WRITTEN REQUEST
Copy out all of the items below, substituting "Points" for every occurrence of "Markers". Leave everything else unchanged.

Dataset excerpts on object pointing:
'''
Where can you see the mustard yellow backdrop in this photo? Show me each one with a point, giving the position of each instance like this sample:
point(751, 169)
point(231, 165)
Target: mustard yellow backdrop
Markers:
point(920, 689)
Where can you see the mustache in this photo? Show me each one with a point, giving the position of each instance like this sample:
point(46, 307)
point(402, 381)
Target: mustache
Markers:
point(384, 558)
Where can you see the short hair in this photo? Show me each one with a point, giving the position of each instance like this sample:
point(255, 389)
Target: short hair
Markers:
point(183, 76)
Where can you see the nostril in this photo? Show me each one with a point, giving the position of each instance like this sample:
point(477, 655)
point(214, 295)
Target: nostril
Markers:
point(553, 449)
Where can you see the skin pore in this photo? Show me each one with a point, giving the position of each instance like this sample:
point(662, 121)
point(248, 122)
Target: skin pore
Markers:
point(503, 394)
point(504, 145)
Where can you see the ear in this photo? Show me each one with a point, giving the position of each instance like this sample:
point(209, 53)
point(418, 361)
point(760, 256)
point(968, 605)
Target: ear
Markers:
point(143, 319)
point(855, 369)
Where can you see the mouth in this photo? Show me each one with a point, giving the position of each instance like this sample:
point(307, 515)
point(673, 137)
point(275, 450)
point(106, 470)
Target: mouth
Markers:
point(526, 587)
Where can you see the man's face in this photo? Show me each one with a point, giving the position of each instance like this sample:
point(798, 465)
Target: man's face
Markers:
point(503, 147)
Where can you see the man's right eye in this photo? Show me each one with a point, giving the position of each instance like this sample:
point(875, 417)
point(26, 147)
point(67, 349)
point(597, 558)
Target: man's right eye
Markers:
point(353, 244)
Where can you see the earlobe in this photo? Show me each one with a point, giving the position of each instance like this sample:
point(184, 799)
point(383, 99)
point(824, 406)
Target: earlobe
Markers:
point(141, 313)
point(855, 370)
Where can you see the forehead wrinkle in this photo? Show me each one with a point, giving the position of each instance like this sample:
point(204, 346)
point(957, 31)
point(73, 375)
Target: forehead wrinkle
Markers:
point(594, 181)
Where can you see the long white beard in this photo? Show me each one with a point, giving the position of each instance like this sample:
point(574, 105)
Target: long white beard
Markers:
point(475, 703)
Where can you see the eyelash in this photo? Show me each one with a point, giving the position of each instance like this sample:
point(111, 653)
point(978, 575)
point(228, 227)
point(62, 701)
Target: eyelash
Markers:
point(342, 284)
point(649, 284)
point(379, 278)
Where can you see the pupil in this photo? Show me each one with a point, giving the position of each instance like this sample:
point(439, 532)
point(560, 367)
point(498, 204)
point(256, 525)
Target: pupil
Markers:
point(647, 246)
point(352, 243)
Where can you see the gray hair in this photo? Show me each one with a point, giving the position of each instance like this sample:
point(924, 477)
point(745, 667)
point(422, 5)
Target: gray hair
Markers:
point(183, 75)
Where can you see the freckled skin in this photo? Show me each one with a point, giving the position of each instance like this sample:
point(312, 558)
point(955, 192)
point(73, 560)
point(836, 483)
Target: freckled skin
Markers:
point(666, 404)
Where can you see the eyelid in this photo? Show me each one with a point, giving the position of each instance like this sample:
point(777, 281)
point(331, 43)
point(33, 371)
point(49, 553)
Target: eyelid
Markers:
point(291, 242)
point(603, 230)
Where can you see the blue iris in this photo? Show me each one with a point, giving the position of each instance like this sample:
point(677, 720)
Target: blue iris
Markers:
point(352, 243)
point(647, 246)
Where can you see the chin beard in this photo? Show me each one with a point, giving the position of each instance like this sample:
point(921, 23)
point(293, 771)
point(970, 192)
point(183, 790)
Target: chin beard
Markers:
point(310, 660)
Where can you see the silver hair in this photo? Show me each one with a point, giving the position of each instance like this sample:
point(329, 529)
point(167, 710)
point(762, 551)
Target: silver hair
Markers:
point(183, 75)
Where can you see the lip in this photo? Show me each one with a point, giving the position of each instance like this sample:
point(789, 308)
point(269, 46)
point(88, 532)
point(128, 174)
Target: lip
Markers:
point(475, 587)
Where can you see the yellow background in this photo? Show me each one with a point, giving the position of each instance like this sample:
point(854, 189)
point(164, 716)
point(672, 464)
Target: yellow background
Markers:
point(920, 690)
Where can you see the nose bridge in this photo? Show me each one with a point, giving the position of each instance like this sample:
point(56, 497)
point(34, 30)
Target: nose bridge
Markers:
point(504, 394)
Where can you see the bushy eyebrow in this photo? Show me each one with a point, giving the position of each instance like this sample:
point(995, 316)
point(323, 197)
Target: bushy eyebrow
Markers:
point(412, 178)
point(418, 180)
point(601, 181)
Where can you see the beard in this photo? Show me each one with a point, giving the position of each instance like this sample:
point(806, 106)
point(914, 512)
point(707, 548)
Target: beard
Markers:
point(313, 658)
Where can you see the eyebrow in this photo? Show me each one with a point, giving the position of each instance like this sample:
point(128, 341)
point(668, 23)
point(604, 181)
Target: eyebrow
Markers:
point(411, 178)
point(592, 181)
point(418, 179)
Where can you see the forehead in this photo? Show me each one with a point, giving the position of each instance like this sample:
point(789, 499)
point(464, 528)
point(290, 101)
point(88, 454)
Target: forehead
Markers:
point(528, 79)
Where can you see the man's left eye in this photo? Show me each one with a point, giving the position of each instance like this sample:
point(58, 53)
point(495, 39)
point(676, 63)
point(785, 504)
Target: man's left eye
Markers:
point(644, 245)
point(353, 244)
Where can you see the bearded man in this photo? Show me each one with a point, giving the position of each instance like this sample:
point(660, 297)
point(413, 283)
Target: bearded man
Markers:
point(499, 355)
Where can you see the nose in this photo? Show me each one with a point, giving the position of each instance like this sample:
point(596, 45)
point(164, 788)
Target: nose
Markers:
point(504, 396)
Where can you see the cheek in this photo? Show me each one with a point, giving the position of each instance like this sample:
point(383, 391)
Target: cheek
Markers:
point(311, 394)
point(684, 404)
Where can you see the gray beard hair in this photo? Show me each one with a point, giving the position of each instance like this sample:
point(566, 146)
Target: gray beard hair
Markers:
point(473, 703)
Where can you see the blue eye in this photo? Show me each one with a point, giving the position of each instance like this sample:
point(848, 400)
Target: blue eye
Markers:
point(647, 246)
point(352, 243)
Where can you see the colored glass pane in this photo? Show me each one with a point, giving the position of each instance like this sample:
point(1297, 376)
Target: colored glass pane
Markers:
'''
CORRECT ANSWER
Where can you see the mustard yellow backdrop in this photo? Show me each one with a point, giving the position of each instance like this sample:
point(751, 169)
point(231, 165)
Target: mustard yellow backdrop
Points:
point(920, 689)
Where can you see the mustache in this photo? Show me each one with a point, giving the position of each instance like this sample:
point(46, 307)
point(402, 381)
Target: mustache
Points:
point(384, 558)
Where can you see the short hair in this photo? Show me each one with a point, giving the position of each instance like this sample:
point(255, 389)
Target: short hair
Points:
point(183, 76)
Where can you see the nostril in this photo? Show me each one with a point, giving the position of each instance like this sample:
point(477, 655)
point(214, 295)
Target: nostril
Points:
point(553, 449)
Where can you see the skin pore in this photo? Show me each one with a point, giving the position of each instance like this sample:
point(662, 121)
point(248, 122)
Target: skin pore
Points:
point(503, 394)
point(504, 145)
Where can you see the ear in this photo? Show me each one with a point, giving the position of each instance like this sample:
point(209, 53)
point(418, 361)
point(760, 256)
point(968, 605)
Target: ear
Points:
point(143, 319)
point(855, 369)
Where can you see the mouth in this photo? Show me each one with a point, giving the position of each instance like this sample:
point(307, 515)
point(673, 137)
point(275, 450)
point(106, 470)
Target: mouth
Points:
point(526, 587)
Where can you see the man's face in this photo? Show me each one with a point, giving the position of each instance like this sample:
point(798, 465)
Target: man's face
Points:
point(503, 147)
Where can you see the man's right eye in this photo? Show me each one with a point, giving the position of each instance like this sample:
point(875, 417)
point(26, 147)
point(67, 349)
point(597, 558)
Target: man's right eye
Points:
point(353, 244)
Where can you see the earlobe in this photo? Show me each one with a point, giving the position of each instance like this sample:
point(184, 799)
point(383, 99)
point(824, 406)
Target: earlobe
Points:
point(141, 313)
point(855, 370)
Where can you see the forehead wrinkle in this photo? Show me each one with a point, giving the position of each instance like this sample:
point(204, 346)
point(957, 31)
point(73, 375)
Target: forehead wrinkle
Points:
point(594, 181)
Where can you see the long white beard in this photo? Show me each one with a point, giving the position of each instance like this sample:
point(574, 105)
Target: long white beard
Points:
point(475, 703)
Where can you see the eyelash in this photo? Show me each one with a point, giving the position of each instance like this sample:
point(111, 653)
point(978, 575)
point(228, 227)
point(62, 701)
Target: eyelash
Points:
point(342, 284)
point(649, 284)
point(379, 278)
Where can you see the pupil in this photo? Show me each one with a point, giving the position of each instance like this sample:
point(439, 532)
point(560, 367)
point(498, 204)
point(256, 525)
Target: pupil
Points:
point(647, 246)
point(352, 243)
Where can you see the gray hair in this photo? Show me each one with a point, giving the position of each instance like this sample:
point(924, 477)
point(745, 667)
point(422, 5)
Target: gray hair
Points:
point(183, 75)
Where can you see the freckled skin in this photo? Show me each one with a point, giving the position of each instance like this sample:
point(312, 558)
point(955, 192)
point(73, 560)
point(836, 483)
Target: freckled skin
Points:
point(666, 404)
Where can you see the eyelid in this photo? Show me each one with a point, giving the position of each instance like this sample:
point(777, 281)
point(331, 43)
point(33, 371)
point(49, 553)
Target: eyelid
Points:
point(291, 242)
point(603, 230)
Where can you see the blue iris in this photo? Show me each one with a point, giving the position of each instance like this sample:
point(677, 720)
Target: blue iris
Points:
point(352, 243)
point(647, 246)
Where can you see the chin beard in this photo? Show me each one with a point, giving the position of each instance like this sample:
point(921, 23)
point(293, 771)
point(970, 192)
point(183, 790)
Target: chin beard
Points:
point(310, 660)
Where can you see the silver hair in this photo? Show me each one with a point, giving the position of each instance like this sample:
point(329, 529)
point(167, 710)
point(762, 551)
Target: silver hair
Points:
point(183, 75)
Where can you see the lip in this photo? Show me each one with a point, giving the position of each instance like this sample:
point(789, 308)
point(269, 46)
point(88, 532)
point(128, 174)
Target: lip
Points:
point(475, 587)
Where can you see the yellow background in this photo? Show me each one with a point, giving the position of each instance like this sample:
point(854, 189)
point(164, 716)
point(672, 464)
Target: yellow background
Points:
point(920, 690)
Where can you see the nose bridge in this photo? Show me each one with a point, giving the position of each instance like this sample:
point(56, 497)
point(34, 30)
Target: nose bridge
Points:
point(504, 394)
Where can you see the bushy eyebrow in this photo? Show me each one with a point, giving the position of each instance like this sample:
point(995, 316)
point(323, 197)
Target: bushy eyebrow
Points:
point(412, 178)
point(418, 180)
point(601, 181)
Where can you see the beard in this photo? Show me each one with a point, giving the position of each instance like this sample:
point(806, 106)
point(914, 512)
point(707, 548)
Target: beard
Points:
point(313, 658)
Where can you see the eyebrow in this photo? Show me each one with a point, giving the position of each instance like this sample:
point(128, 341)
point(668, 23)
point(604, 181)
Target: eyebrow
Points:
point(411, 178)
point(592, 181)
point(418, 179)
Where can you see the forehead in this photo? Show me each one with a point, giving the position of each instance like this sample:
point(789, 499)
point(464, 528)
point(290, 101)
point(88, 454)
Target: forehead
Points:
point(528, 79)
Where can you see the man's left eye in this photo? Show me each one with a point, giving the position of each instance like this sample:
point(58, 53)
point(495, 39)
point(676, 63)
point(785, 504)
Target: man's left eye
Points:
point(644, 245)
point(353, 244)
Where can you see the bearded man in this photo? Show me each one with a point, giving the position of each instance like this sample:
point(660, 297)
point(413, 283)
Target: bearded man
Points:
point(499, 355)
Where can you see the nose in this photo? Show me each one with a point, giving the position of each instance like this sample:
point(596, 45)
point(164, 788)
Target: nose
Points:
point(504, 396)
Where can you see the cheek in this photo? Show me each one with a point, giving the position of each instance like this sample:
point(383, 391)
Target: cheek
Points:
point(311, 394)
point(684, 404)
Where can you see the gray beard hair in this photo? Show me each one with a point, giving the position of each instance like this sample:
point(566, 146)
Target: gray beard hair
Points:
point(473, 703)
Where can you see the blue eye in this photo? Show me each one with a point, giving the position of each instance like this sample:
point(848, 400)
Target: blue eye
Points:
point(647, 246)
point(352, 243)
Where can you see the colored glass pane in this photo? Show me each one with a point, giving the position of each instance like this sample:
point(1297, 376)
Target: colored glass pane
Points:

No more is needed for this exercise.